### Text provided
--- --- ---
I have personally never met a single person that is 100% "correct" in any language. Every single person will make perceived errors in their speech or writing irrespective of whether they are monolingual or multilingual. There is often tense confusion in a lot of speech for instance. Singular/plural is another element commonly confused in speech if you listen closely.

With respect to being language perfect, how does this sit with a language like English where the varieties around the globe develop independent norms?

You need only go to the supermarket or somewhere public and listen to those around you. Given you're in Australia, is someone that speaks in Broad Australian English and uses a double negative speaking incorrectly and making errors or are they speaking in a way that is inline with the norms of the variety? If you compare it to Cultivated Australian English - which doesn't contain the double negative as a norm - then who is really "correct"?

You need to remember, language is in constant evolution and what is "correct" is not always the reality. A reference may say one form is correct, but in the real world, what is accepted is not always correct.

Case in point; we go back to supermarket... Coles specifically... "12 items or less" ...To be technically correct, shouldn't this be "fewer"? Perhaps the innovator of the express checkout lane was bilingual though, I'm not sure ;)

I suggest a quick look at Pinker's The Language Instinct, specifically The Language Mavens chapter. Not 100% related, but offers some insight.
--- --- ---
### Task list
1. In the post on linguistic correctness, which checkout sign is given as an example of wording that may not be technically correct?
2. Summarize the post on linguistic correctness in two sentences.

### Material supplied
--- --- ---
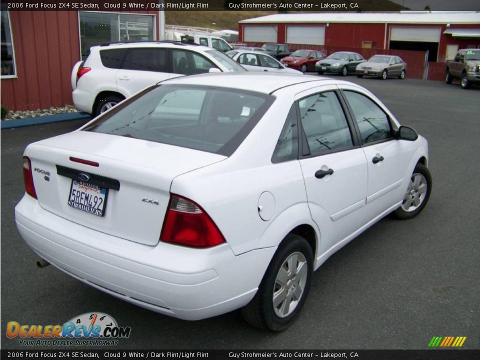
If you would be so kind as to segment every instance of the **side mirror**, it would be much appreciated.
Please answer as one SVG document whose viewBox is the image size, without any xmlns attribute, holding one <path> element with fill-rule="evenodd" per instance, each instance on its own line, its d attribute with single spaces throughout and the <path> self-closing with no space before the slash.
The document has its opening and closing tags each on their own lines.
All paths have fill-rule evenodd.
<svg viewBox="0 0 480 360">
<path fill-rule="evenodd" d="M 418 133 L 412 128 L 408 126 L 400 126 L 396 133 L 397 138 L 401 140 L 408 140 L 415 141 L 418 138 Z"/>
</svg>

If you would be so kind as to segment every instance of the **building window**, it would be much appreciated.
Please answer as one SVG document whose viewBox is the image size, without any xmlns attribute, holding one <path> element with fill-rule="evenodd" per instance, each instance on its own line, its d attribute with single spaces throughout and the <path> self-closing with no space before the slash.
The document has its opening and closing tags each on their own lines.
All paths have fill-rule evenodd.
<svg viewBox="0 0 480 360">
<path fill-rule="evenodd" d="M 0 74 L 2 78 L 16 78 L 15 54 L 14 52 L 14 41 L 10 26 L 10 16 L 6 5 L 2 4 L 2 68 Z"/>
<path fill-rule="evenodd" d="M 82 59 L 106 42 L 154 40 L 154 16 L 78 12 Z"/>
</svg>

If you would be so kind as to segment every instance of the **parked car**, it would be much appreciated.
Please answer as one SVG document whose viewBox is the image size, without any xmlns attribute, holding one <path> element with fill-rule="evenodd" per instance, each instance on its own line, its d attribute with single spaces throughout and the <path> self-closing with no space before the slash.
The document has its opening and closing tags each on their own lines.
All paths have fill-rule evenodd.
<svg viewBox="0 0 480 360">
<path fill-rule="evenodd" d="M 174 42 L 113 43 L 90 48 L 72 72 L 75 107 L 94 116 L 160 81 L 245 70 L 216 50 Z"/>
<path fill-rule="evenodd" d="M 242 308 L 278 331 L 335 252 L 418 214 L 428 164 L 426 140 L 358 85 L 184 76 L 28 145 L 15 218 L 39 256 L 112 296 L 188 320 Z"/>
<path fill-rule="evenodd" d="M 232 58 L 248 71 L 302 74 L 302 72 L 288 68 L 276 59 L 260 52 L 238 52 Z"/>
<path fill-rule="evenodd" d="M 454 78 L 460 79 L 462 88 L 480 84 L 480 50 L 459 50 L 454 60 L 447 60 L 446 73 L 446 82 L 450 84 Z"/>
<path fill-rule="evenodd" d="M 285 66 L 300 70 L 302 72 L 314 71 L 316 62 L 325 57 L 325 54 L 316 50 L 297 50 L 290 56 L 282 59 L 282 63 Z"/>
<path fill-rule="evenodd" d="M 355 70 L 358 78 L 369 75 L 382 80 L 388 76 L 404 79 L 406 74 L 406 63 L 398 56 L 374 55 L 366 62 L 359 64 Z"/>
<path fill-rule="evenodd" d="M 355 74 L 356 66 L 364 61 L 364 57 L 356 52 L 336 52 L 317 62 L 315 70 L 320 75 L 325 72 L 336 72 L 346 76 L 348 74 Z"/>
<path fill-rule="evenodd" d="M 291 52 L 288 46 L 285 44 L 264 44 L 262 48 L 265 52 L 275 58 L 280 60 L 288 56 Z"/>
<path fill-rule="evenodd" d="M 220 36 L 205 34 L 187 34 L 180 37 L 182 42 L 196 44 L 202 46 L 216 49 L 222 52 L 226 52 L 233 49 L 233 47 Z"/>
</svg>

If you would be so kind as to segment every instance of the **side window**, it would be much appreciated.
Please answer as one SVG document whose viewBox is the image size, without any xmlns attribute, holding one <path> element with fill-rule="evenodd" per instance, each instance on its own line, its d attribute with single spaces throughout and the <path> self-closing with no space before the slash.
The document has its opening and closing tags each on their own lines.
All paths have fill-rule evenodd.
<svg viewBox="0 0 480 360">
<path fill-rule="evenodd" d="M 311 155 L 352 146 L 350 129 L 335 92 L 322 92 L 302 98 L 298 106 Z"/>
<path fill-rule="evenodd" d="M 289 160 L 294 160 L 298 158 L 298 135 L 296 124 L 296 106 L 295 104 L 292 106 L 286 116 L 284 128 L 276 142 L 276 146 L 272 156 L 272 162 L 276 164 Z"/>
<path fill-rule="evenodd" d="M 159 48 L 130 48 L 122 67 L 128 70 L 166 72 L 166 50 Z"/>
<path fill-rule="evenodd" d="M 274 59 L 270 56 L 265 56 L 264 55 L 259 56 L 260 58 L 260 62 L 262 66 L 266 68 L 280 68 L 280 65 Z"/>
<path fill-rule="evenodd" d="M 242 54 L 238 56 L 238 62 L 244 65 L 252 65 L 252 66 L 260 66 L 256 59 L 256 56 L 254 54 Z"/>
<path fill-rule="evenodd" d="M 364 144 L 392 136 L 388 116 L 376 104 L 358 92 L 344 91 L 344 93 L 358 126 Z"/>
<path fill-rule="evenodd" d="M 208 72 L 216 66 L 206 58 L 189 51 L 172 50 L 174 72 L 184 75 Z"/>
<path fill-rule="evenodd" d="M 102 50 L 100 52 L 102 64 L 106 68 L 119 69 L 128 50 L 126 48 Z"/>
</svg>

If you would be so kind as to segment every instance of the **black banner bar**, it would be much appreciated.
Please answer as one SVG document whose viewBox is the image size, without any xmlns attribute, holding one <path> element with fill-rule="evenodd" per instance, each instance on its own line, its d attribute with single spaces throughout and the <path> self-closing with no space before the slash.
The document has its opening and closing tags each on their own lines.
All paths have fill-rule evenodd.
<svg viewBox="0 0 480 360">
<path fill-rule="evenodd" d="M 478 360 L 480 350 L 6 350 L 4 359 L 358 359 Z"/>
</svg>

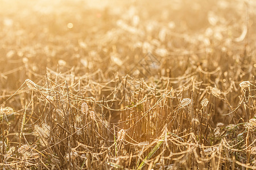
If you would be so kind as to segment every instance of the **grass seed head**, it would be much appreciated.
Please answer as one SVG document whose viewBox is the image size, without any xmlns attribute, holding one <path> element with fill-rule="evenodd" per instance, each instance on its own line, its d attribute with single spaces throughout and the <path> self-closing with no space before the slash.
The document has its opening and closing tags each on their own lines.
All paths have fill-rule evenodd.
<svg viewBox="0 0 256 170">
<path fill-rule="evenodd" d="M 27 144 L 24 144 L 18 149 L 18 152 L 20 154 L 24 155 L 26 152 L 28 152 L 30 149 L 30 146 Z"/>
<path fill-rule="evenodd" d="M 123 129 L 120 130 L 117 133 L 117 140 L 122 141 L 125 137 L 125 131 Z"/>
<path fill-rule="evenodd" d="M 59 115 L 60 116 L 60 117 L 61 117 L 62 118 L 64 118 L 65 117 L 64 117 L 64 113 L 63 113 L 63 112 L 61 110 L 61 109 L 56 109 L 56 112 L 59 114 Z"/>
<path fill-rule="evenodd" d="M 211 92 L 212 94 L 216 97 L 220 97 L 220 95 L 222 93 L 220 90 L 215 87 L 212 88 Z"/>
<path fill-rule="evenodd" d="M 180 102 L 180 108 L 183 108 L 188 105 L 189 105 L 191 103 L 191 99 L 186 98 L 182 99 Z"/>
<path fill-rule="evenodd" d="M 96 116 L 95 116 L 95 112 L 93 110 L 90 111 L 90 117 L 92 120 L 96 120 Z"/>
<path fill-rule="evenodd" d="M 6 114 L 9 115 L 14 112 L 13 109 L 10 107 L 5 107 L 0 108 L 0 115 Z"/>
<path fill-rule="evenodd" d="M 253 118 L 249 120 L 249 123 L 246 124 L 246 126 L 250 131 L 254 131 L 256 130 L 256 118 Z"/>
<path fill-rule="evenodd" d="M 47 139 L 50 136 L 51 127 L 46 124 L 43 124 L 42 127 L 35 125 L 34 135 Z"/>
<path fill-rule="evenodd" d="M 27 84 L 27 87 L 28 87 L 30 89 L 34 91 L 38 91 L 36 84 L 35 84 L 32 80 L 28 79 L 25 80 L 25 83 Z"/>
<path fill-rule="evenodd" d="M 240 84 L 239 84 L 239 86 L 240 86 L 241 88 L 242 89 L 245 89 L 246 88 L 249 88 L 250 87 L 250 82 L 249 81 L 243 81 Z"/>
<path fill-rule="evenodd" d="M 89 107 L 85 102 L 82 103 L 81 106 L 81 110 L 84 114 L 87 114 L 89 113 Z"/>
<path fill-rule="evenodd" d="M 82 121 L 82 118 L 81 118 L 81 116 L 80 116 L 79 115 L 76 115 L 76 121 L 78 123 L 81 122 Z"/>
<path fill-rule="evenodd" d="M 201 101 L 201 104 L 203 107 L 206 107 L 207 105 L 208 104 L 209 100 L 207 98 L 204 99 L 204 100 Z"/>
<path fill-rule="evenodd" d="M 256 155 L 256 147 L 252 147 L 251 148 L 251 154 Z"/>
</svg>

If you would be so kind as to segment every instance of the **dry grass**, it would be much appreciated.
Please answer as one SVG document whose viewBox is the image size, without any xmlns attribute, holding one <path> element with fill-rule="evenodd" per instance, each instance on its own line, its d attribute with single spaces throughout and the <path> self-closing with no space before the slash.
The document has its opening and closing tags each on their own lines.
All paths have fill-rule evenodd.
<svg viewBox="0 0 256 170">
<path fill-rule="evenodd" d="M 13 1 L 1 168 L 256 168 L 253 1 Z"/>
</svg>

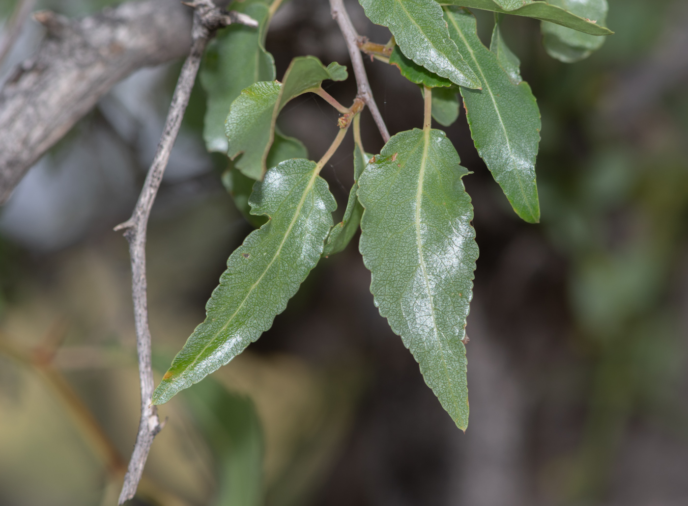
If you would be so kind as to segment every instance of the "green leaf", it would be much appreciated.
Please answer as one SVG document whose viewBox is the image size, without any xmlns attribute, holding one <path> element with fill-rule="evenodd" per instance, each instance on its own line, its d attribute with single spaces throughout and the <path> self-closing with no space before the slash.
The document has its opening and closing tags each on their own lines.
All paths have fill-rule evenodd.
<svg viewBox="0 0 688 506">
<path fill-rule="evenodd" d="M 227 152 L 224 120 L 241 90 L 257 81 L 275 80 L 275 62 L 264 47 L 268 6 L 244 1 L 235 3 L 233 8 L 250 16 L 259 27 L 230 25 L 218 30 L 208 44 L 199 79 L 207 95 L 203 138 L 208 151 Z"/>
<path fill-rule="evenodd" d="M 253 402 L 208 379 L 186 390 L 194 417 L 217 462 L 217 506 L 261 506 L 263 431 Z"/>
<path fill-rule="evenodd" d="M 455 88 L 432 89 L 432 117 L 442 126 L 449 126 L 459 117 L 459 99 Z"/>
<path fill-rule="evenodd" d="M 449 33 L 480 76 L 482 90 L 461 88 L 475 148 L 516 213 L 529 223 L 540 219 L 535 158 L 540 142 L 540 112 L 530 87 L 515 85 L 497 56 L 478 38 L 475 16 L 445 7 Z"/>
<path fill-rule="evenodd" d="M 239 155 L 240 156 L 240 155 Z M 275 132 L 275 142 L 270 148 L 268 155 L 268 165 L 274 167 L 285 160 L 290 158 L 307 158 L 308 150 L 298 139 L 287 137 L 279 132 L 279 129 Z M 238 158 L 237 161 L 241 160 Z M 246 221 L 254 228 L 260 228 L 268 221 L 265 216 L 256 216 L 251 214 L 251 206 L 248 205 L 248 198 L 253 191 L 253 184 L 255 179 L 244 175 L 241 170 L 235 168 L 235 163 L 229 160 L 229 168 L 222 174 L 222 184 L 234 199 L 237 208 L 243 214 Z"/>
<path fill-rule="evenodd" d="M 566 9 L 583 18 L 594 19 L 597 24 L 605 26 L 607 23 L 607 0 L 550 0 L 552 5 Z M 542 43 L 547 53 L 565 63 L 573 63 L 588 58 L 604 43 L 602 37 L 566 28 L 559 25 L 543 21 Z"/>
<path fill-rule="evenodd" d="M 227 155 L 234 160 L 241 154 L 235 166 L 248 177 L 259 179 L 263 175 L 263 155 L 271 144 L 272 113 L 281 89 L 277 81 L 261 81 L 232 102 L 225 123 Z"/>
<path fill-rule="evenodd" d="M 332 227 L 325 243 L 323 256 L 330 256 L 335 253 L 343 251 L 352 238 L 358 230 L 361 223 L 361 216 L 363 214 L 363 208 L 358 201 L 356 192 L 358 190 L 358 177 L 365 168 L 366 164 L 370 160 L 371 155 L 367 154 L 358 144 L 354 146 L 354 186 L 349 192 L 349 201 L 344 211 L 342 221 Z"/>
<path fill-rule="evenodd" d="M 468 171 L 444 132 L 394 135 L 358 180 L 360 250 L 380 314 L 401 336 L 425 382 L 468 425 L 466 317 L 477 258 Z"/>
<path fill-rule="evenodd" d="M 314 162 L 287 160 L 255 184 L 251 212 L 270 219 L 229 257 L 205 321 L 155 388 L 154 404 L 166 402 L 258 339 L 315 267 L 336 208 L 317 168 Z"/>
<path fill-rule="evenodd" d="M 407 58 L 398 45 L 394 46 L 391 54 L 389 55 L 389 63 L 396 66 L 402 76 L 417 85 L 424 85 L 430 88 L 434 88 L 451 86 L 453 84 L 449 79 L 440 77 L 424 67 L 419 65 L 413 60 Z"/>
<path fill-rule="evenodd" d="M 449 38 L 442 8 L 433 0 L 359 1 L 370 21 L 389 28 L 407 58 L 458 85 L 480 87 L 480 80 Z"/>
<path fill-rule="evenodd" d="M 475 9 L 491 10 L 502 14 L 526 16 L 543 21 L 555 23 L 561 26 L 583 32 L 590 35 L 611 35 L 614 33 L 609 28 L 592 23 L 564 10 L 561 7 L 544 1 L 526 1 L 525 5 L 517 9 L 509 10 L 499 6 L 495 0 L 439 0 L 444 5 L 459 6 Z"/>
<path fill-rule="evenodd" d="M 504 16 L 504 14 L 495 13 L 495 28 L 492 30 L 490 51 L 497 55 L 497 61 L 499 62 L 502 68 L 508 74 L 511 82 L 517 85 L 523 80 L 523 78 L 521 77 L 521 60 L 518 59 L 518 56 L 511 52 L 511 50 L 506 45 L 504 37 L 502 36 L 499 23 Z"/>
<path fill-rule="evenodd" d="M 346 78 L 346 67 L 338 63 L 325 67 L 315 56 L 299 56 L 292 60 L 281 84 L 260 82 L 248 87 L 232 103 L 225 123 L 228 156 L 234 160 L 243 153 L 236 167 L 249 177 L 259 179 L 270 168 L 268 159 L 275 122 L 287 102 L 319 87 L 325 79 Z"/>
</svg>

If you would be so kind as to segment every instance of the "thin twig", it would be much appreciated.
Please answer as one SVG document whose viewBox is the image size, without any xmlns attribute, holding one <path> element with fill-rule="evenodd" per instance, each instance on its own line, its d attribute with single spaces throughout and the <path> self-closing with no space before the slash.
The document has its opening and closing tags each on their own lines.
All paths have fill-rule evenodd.
<svg viewBox="0 0 688 506">
<path fill-rule="evenodd" d="M 360 96 L 365 104 L 370 108 L 370 113 L 373 115 L 375 124 L 378 126 L 380 135 L 383 137 L 383 140 L 387 142 L 389 140 L 389 131 L 387 130 L 385 120 L 383 120 L 380 110 L 378 109 L 375 99 L 373 98 L 373 92 L 370 89 L 370 84 L 368 82 L 368 76 L 365 74 L 365 67 L 363 65 L 363 58 L 361 56 L 361 51 L 358 50 L 358 41 L 361 40 L 358 34 L 356 33 L 354 25 L 351 22 L 349 14 L 344 8 L 344 3 L 342 0 L 330 0 L 330 10 L 332 17 L 339 25 L 344 40 L 346 41 L 347 47 L 349 49 L 349 56 L 351 57 L 351 64 L 354 67 L 354 74 L 356 76 L 356 82 L 358 87 L 358 96 Z"/>
<path fill-rule="evenodd" d="M 158 417 L 156 407 L 151 404 L 154 383 L 151 360 L 151 331 L 148 327 L 146 279 L 146 232 L 151 208 L 167 166 L 172 146 L 179 133 L 182 118 L 189 104 L 208 37 L 215 30 L 232 23 L 238 22 L 252 27 L 258 25 L 255 21 L 245 14 L 233 12 L 227 13 L 221 10 L 211 0 L 196 0 L 193 3 L 186 5 L 195 9 L 191 52 L 184 63 L 177 81 L 164 129 L 136 207 L 128 221 L 115 228 L 116 230 L 125 230 L 125 237 L 129 243 L 129 255 L 131 257 L 131 296 L 141 386 L 141 420 L 136 435 L 136 443 L 120 494 L 120 505 L 133 498 L 136 493 L 153 439 L 163 426 Z"/>
<path fill-rule="evenodd" d="M 29 13 L 34 8 L 35 3 L 36 0 L 19 0 L 17 6 L 14 6 L 12 16 L 5 25 L 2 36 L 0 37 L 0 64 L 3 63 L 5 57 L 10 52 L 10 50 L 17 42 L 19 34 L 21 33 L 24 22 L 29 16 Z"/>
</svg>

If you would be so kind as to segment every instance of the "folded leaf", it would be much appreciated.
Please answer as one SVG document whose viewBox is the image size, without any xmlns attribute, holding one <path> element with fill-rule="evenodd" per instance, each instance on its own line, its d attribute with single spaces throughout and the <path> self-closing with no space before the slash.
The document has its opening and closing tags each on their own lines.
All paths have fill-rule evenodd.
--- --- ---
### Completed exercise
1. The "12 items or less" sign at Coles.

2. The writer argues that no one speaks or writes with complete "correctness," since everyone makes perceived errors such as tense or singular/plural confusion, and varieties of English develop their own norms, so a Broad Australian English double negative fits that variety's norms though Cultivated Australian English lacks it. Because language constantly evolves, what a reference calls correct is not always what is accepted, as the "12 items or less" sign at Coles shows, and the writer recommends the Language Mavens chapter of Pinker's The Language Instinct.